# Data shown start

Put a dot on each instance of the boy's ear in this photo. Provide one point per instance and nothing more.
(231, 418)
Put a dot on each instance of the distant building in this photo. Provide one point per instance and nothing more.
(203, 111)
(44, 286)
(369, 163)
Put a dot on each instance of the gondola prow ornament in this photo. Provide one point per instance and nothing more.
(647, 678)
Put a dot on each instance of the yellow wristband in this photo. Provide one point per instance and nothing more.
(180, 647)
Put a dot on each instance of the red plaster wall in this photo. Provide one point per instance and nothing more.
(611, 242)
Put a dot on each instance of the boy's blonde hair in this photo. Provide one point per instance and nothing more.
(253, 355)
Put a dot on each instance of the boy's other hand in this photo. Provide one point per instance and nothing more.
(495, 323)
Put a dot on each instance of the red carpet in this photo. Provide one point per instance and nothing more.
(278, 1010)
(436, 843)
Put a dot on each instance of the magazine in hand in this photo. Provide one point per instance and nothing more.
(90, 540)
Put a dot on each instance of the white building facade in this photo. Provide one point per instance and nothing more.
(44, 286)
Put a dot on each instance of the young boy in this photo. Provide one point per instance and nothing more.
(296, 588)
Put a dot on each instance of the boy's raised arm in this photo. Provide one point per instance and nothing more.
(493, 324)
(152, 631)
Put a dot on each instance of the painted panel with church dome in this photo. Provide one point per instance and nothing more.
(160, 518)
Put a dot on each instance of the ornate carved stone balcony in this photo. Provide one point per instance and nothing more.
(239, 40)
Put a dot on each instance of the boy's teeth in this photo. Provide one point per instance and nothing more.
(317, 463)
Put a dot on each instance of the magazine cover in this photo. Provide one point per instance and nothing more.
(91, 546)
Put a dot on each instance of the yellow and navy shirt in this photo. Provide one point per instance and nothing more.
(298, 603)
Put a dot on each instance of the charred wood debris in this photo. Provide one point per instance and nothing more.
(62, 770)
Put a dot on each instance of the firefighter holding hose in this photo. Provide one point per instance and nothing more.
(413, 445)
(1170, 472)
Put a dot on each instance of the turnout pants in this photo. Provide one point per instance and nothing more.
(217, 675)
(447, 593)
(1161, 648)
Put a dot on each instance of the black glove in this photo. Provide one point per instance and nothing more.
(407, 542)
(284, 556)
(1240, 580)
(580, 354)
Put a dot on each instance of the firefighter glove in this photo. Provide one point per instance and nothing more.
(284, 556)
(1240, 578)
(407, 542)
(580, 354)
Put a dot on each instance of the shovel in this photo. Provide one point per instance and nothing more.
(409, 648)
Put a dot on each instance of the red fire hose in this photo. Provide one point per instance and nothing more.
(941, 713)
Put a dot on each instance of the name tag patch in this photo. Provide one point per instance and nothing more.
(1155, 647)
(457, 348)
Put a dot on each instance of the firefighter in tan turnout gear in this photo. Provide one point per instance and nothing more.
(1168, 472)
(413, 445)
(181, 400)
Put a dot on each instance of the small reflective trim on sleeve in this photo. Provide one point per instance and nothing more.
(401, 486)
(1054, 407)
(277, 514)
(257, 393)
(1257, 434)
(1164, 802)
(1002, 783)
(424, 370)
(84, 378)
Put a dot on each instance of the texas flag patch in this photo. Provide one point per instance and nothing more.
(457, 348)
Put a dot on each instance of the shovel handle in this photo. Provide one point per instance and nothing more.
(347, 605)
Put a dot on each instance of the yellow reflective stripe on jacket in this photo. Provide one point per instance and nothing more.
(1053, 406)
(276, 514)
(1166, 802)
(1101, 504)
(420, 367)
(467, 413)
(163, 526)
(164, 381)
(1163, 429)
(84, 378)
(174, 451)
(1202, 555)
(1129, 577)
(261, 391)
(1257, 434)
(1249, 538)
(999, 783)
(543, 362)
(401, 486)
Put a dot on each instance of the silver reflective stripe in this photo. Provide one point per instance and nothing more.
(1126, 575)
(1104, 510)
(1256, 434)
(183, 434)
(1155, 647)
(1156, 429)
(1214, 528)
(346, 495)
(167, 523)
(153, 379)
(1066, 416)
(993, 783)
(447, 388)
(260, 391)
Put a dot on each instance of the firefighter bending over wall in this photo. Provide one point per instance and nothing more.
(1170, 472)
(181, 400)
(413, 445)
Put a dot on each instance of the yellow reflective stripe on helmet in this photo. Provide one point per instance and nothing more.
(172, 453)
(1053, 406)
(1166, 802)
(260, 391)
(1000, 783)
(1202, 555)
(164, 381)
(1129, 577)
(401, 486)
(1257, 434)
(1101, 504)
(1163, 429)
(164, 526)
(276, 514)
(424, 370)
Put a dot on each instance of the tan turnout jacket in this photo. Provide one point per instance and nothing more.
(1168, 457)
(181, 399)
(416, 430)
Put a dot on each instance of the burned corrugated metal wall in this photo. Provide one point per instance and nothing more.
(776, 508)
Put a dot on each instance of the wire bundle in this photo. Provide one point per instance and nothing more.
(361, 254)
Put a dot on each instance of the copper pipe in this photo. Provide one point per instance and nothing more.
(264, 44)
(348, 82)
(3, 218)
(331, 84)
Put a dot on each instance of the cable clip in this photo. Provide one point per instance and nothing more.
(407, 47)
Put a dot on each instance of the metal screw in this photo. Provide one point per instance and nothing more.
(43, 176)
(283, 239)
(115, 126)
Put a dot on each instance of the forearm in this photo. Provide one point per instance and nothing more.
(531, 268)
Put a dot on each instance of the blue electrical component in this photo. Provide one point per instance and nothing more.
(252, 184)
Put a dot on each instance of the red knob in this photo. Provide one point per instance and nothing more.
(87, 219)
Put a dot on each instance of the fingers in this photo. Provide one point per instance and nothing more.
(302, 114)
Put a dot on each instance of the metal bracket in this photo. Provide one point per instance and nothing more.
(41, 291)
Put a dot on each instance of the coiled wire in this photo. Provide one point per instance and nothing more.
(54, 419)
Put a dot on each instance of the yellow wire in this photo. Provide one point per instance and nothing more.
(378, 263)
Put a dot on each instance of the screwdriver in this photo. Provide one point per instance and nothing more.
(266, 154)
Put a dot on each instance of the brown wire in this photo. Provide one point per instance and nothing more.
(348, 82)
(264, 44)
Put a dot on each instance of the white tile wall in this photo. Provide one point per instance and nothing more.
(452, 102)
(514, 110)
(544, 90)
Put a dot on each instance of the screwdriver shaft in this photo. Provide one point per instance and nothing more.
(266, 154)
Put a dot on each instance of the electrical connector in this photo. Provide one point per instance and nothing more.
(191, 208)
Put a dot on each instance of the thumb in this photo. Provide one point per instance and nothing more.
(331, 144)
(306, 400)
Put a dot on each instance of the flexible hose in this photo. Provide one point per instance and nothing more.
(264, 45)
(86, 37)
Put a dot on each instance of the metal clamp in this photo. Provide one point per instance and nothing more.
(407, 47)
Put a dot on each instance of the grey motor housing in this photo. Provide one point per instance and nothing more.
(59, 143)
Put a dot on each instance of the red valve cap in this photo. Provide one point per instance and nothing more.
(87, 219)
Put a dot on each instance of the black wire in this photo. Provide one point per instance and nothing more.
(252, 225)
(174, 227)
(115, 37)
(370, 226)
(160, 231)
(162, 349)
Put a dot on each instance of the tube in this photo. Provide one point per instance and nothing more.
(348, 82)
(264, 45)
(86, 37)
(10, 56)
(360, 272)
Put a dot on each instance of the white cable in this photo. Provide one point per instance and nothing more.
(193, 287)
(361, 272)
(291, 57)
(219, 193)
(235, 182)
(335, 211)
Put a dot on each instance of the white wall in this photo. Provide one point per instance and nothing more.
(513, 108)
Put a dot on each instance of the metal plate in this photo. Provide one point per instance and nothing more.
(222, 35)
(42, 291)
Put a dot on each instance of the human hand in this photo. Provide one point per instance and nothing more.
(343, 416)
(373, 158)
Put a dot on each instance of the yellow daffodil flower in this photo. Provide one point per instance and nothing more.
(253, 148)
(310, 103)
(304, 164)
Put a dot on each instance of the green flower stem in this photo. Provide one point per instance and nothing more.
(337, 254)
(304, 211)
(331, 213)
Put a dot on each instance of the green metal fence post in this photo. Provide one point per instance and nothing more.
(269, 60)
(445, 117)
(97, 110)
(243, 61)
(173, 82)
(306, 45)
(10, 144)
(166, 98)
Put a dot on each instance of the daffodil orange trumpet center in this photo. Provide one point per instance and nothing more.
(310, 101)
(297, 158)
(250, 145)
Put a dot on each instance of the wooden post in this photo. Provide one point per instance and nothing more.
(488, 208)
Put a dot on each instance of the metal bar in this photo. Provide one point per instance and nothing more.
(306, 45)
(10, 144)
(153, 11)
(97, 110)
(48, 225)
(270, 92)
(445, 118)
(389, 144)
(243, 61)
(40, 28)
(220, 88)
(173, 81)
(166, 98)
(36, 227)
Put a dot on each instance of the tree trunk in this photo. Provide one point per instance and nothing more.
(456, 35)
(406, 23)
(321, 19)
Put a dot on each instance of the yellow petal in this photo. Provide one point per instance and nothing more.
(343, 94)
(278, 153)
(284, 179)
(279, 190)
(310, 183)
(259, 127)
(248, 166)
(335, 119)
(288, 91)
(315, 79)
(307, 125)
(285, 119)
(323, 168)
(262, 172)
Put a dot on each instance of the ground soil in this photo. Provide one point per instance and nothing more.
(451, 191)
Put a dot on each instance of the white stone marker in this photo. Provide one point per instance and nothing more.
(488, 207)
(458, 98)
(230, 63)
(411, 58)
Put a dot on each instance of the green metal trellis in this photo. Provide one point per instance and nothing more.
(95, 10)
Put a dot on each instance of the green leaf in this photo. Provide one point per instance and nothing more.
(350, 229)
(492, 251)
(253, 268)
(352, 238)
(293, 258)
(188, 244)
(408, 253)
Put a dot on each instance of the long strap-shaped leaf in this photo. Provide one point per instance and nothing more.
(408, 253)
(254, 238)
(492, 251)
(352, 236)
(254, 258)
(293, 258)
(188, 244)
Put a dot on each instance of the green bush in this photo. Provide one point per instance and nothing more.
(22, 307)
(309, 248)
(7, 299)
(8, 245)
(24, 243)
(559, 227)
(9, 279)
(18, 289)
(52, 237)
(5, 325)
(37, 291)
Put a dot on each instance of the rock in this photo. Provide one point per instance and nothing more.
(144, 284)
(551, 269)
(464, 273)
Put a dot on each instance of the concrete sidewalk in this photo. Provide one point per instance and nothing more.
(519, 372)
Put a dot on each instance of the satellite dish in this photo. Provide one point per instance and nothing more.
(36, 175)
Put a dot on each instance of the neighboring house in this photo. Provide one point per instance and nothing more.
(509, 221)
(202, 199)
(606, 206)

# Data shown end

> [Challenge]: Starting at the line that contains "Put a dot on each instance of the white stone", output each remaining line of the listing, the last line included, exactly as it appears.

> [Complete answer]:
Put a dot on each instance of the white stone marker in this photo. Provide one point per instance and nothing more.
(488, 207)
(458, 98)
(230, 63)
(411, 58)
Put a dot on each instance of the green metal trellis in this photo. Provide one point per instance and nothing more.
(95, 10)
Put a dot on each instance of the green leaf in this photo. Provide one point per instance and nothing more.
(350, 229)
(492, 251)
(253, 268)
(352, 238)
(293, 258)
(188, 244)
(408, 253)
Put a dot on each instance of the long strap-shaped leaf in this photo. Provide one point per instance and nothing more.
(408, 253)
(254, 238)
(492, 251)
(352, 236)
(254, 258)
(293, 258)
(188, 244)
Put a dot on each instance of the green bush in this photo. Provide one point per instance and nothing more.
(22, 307)
(309, 248)
(7, 299)
(8, 245)
(24, 243)
(559, 227)
(9, 279)
(18, 289)
(52, 237)
(5, 325)
(37, 291)
Put a dot on each instance of the rock in this photo. Provide one point per instance and nothing more.
(144, 284)
(551, 269)
(464, 273)
Put a dot on each instance of the concrete sidewalk in this photo. Provide one point per instance and nothing more.
(519, 372)
Put a dot on each instance of the satellite dish in this photo. Provide one point per instance and nothing more.
(36, 175)
Put a dot on each instance of the neighboring house in this photo. Provide one point per instance and nothing more.
(509, 221)
(202, 199)
(606, 206)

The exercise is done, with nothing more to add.